In the material below, update the lines from the one containing "Could you kindly indicate each instance of the tail" through the one containing "<point>243,240</point>", both included. Replace "blurred wing" with "outstretched wing", keep everything else unchanged, and return only those lines.

_____

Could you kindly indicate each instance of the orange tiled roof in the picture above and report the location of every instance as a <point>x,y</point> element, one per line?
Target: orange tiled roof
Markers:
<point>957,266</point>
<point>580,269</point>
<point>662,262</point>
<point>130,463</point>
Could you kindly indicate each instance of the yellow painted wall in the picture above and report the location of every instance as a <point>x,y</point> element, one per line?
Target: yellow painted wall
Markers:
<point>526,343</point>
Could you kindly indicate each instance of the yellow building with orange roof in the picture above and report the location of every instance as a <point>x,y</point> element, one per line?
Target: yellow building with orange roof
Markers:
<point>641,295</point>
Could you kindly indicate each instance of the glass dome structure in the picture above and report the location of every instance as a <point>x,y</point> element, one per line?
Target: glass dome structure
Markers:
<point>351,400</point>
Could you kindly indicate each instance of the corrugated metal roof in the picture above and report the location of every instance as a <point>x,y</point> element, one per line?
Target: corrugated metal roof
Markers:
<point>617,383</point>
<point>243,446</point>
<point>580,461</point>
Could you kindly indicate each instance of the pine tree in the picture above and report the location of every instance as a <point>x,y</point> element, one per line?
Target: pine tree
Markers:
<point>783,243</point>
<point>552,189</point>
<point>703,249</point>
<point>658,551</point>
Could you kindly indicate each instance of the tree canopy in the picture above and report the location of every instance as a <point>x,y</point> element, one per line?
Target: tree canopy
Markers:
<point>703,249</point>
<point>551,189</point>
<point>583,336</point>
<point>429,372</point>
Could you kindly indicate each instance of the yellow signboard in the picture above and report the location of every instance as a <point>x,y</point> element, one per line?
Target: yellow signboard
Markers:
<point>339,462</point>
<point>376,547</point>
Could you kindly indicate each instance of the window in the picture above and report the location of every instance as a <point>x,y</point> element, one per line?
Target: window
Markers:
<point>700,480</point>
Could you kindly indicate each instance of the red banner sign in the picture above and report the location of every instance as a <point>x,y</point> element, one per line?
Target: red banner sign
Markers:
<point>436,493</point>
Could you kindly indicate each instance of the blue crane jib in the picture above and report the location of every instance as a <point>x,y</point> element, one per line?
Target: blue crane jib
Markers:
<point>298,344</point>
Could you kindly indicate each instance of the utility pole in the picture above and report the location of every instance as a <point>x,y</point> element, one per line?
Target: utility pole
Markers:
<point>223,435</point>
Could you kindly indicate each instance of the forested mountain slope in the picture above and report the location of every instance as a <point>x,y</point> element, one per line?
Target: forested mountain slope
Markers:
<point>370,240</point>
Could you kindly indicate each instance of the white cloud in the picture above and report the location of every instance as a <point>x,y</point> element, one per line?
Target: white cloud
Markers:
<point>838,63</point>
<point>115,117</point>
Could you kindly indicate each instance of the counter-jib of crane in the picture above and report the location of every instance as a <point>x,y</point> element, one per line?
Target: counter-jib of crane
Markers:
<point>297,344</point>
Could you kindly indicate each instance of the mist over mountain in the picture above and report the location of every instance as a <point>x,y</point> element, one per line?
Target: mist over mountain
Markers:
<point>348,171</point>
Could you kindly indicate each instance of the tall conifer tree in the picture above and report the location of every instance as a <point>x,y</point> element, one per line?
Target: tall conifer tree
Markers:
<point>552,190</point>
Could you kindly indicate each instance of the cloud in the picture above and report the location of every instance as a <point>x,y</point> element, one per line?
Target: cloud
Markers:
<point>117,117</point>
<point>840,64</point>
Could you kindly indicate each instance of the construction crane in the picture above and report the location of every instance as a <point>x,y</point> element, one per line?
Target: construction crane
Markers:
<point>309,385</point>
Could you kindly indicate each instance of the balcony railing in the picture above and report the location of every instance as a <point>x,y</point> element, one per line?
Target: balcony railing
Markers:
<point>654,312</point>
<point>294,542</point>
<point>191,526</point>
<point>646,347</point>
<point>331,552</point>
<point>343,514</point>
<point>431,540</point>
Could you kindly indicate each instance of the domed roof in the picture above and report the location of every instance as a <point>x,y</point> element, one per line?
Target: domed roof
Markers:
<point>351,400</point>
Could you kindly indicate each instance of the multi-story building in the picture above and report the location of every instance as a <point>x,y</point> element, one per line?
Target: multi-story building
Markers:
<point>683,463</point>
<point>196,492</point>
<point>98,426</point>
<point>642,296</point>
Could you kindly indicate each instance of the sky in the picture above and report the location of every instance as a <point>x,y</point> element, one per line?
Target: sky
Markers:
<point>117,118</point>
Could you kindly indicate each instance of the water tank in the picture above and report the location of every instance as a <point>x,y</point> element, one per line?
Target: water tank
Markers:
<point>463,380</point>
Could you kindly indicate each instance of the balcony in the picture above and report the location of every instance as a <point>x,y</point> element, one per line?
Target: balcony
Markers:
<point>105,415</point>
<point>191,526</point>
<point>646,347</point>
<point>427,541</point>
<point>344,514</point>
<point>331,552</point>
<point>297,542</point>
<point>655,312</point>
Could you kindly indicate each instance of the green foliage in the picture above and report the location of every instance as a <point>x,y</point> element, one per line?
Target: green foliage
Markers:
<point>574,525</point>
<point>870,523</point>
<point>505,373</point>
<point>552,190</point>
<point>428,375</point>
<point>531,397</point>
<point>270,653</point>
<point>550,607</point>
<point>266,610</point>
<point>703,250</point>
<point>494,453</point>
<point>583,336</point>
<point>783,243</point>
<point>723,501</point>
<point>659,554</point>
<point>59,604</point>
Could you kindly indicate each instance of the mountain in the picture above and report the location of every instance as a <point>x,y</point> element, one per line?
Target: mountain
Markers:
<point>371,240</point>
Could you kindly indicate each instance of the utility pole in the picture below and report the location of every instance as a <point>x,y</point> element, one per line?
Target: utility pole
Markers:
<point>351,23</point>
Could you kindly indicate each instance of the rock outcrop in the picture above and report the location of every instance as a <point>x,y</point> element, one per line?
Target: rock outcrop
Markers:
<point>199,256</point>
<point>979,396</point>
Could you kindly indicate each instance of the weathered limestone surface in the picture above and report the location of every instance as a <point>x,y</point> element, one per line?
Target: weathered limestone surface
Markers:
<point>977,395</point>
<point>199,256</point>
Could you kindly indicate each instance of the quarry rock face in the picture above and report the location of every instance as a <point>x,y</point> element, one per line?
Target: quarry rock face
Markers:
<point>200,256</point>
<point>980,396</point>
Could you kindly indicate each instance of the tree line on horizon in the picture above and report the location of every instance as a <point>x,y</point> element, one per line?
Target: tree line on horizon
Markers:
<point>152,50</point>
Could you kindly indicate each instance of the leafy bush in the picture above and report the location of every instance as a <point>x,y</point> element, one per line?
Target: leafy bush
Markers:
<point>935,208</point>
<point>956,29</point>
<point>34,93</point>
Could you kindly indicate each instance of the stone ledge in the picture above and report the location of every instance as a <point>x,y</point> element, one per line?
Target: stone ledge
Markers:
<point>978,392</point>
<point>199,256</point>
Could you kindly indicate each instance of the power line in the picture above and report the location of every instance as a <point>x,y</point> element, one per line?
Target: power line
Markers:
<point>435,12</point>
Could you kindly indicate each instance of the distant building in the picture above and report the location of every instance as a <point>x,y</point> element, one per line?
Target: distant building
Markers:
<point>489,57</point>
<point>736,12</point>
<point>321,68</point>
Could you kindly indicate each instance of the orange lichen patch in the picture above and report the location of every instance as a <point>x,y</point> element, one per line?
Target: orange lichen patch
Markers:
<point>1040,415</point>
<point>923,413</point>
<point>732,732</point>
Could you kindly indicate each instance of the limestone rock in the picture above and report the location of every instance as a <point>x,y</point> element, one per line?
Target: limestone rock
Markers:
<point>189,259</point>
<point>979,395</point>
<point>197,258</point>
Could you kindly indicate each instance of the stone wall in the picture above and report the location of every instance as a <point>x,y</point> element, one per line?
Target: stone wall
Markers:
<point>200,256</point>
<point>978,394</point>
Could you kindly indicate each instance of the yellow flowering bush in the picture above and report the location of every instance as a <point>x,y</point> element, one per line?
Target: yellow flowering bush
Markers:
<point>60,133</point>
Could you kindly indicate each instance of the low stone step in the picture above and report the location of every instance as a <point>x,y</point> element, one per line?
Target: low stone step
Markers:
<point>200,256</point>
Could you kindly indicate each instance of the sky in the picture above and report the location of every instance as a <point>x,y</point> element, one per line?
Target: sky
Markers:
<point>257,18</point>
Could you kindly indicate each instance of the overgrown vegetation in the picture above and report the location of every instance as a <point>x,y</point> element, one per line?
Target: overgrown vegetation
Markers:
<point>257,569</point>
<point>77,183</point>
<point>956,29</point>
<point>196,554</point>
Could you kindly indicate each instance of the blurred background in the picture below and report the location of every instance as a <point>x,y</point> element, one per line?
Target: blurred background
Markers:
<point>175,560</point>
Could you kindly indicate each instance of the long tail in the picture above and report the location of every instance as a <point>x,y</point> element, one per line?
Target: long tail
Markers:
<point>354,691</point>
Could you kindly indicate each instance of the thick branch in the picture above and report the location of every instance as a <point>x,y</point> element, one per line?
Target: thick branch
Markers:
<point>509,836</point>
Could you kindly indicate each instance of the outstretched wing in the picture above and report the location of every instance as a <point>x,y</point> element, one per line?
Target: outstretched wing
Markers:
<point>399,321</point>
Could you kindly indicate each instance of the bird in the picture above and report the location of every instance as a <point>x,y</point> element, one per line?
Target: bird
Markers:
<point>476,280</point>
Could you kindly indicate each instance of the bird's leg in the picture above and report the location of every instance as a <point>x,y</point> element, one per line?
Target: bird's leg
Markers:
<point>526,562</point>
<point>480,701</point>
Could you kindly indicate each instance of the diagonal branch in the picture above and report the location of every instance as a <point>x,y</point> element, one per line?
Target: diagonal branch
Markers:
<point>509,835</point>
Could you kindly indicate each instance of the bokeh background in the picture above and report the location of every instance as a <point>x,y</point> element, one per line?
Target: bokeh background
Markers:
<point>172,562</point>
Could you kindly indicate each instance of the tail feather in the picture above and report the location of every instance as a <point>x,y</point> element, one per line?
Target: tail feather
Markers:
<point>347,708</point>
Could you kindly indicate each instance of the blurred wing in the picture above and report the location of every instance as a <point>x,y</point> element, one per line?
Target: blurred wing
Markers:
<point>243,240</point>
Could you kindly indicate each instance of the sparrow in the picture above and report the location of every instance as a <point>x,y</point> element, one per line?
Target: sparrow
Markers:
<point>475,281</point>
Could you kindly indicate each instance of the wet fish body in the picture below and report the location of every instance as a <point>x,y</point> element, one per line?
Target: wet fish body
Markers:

_____

## Exercise result:
Could you kindly indicate each instance of the tail feather in the picture above and report the location of every instance as a <point>x,y</point> element, one per line?
Target: tail feather
Markers:
<point>347,708</point>
Could you kindly indicate each instance of the outstretched wing in the picture above and report the location of every instance as a <point>x,y</point> element, one per line?
Target: outstretched wing
Markers:
<point>243,240</point>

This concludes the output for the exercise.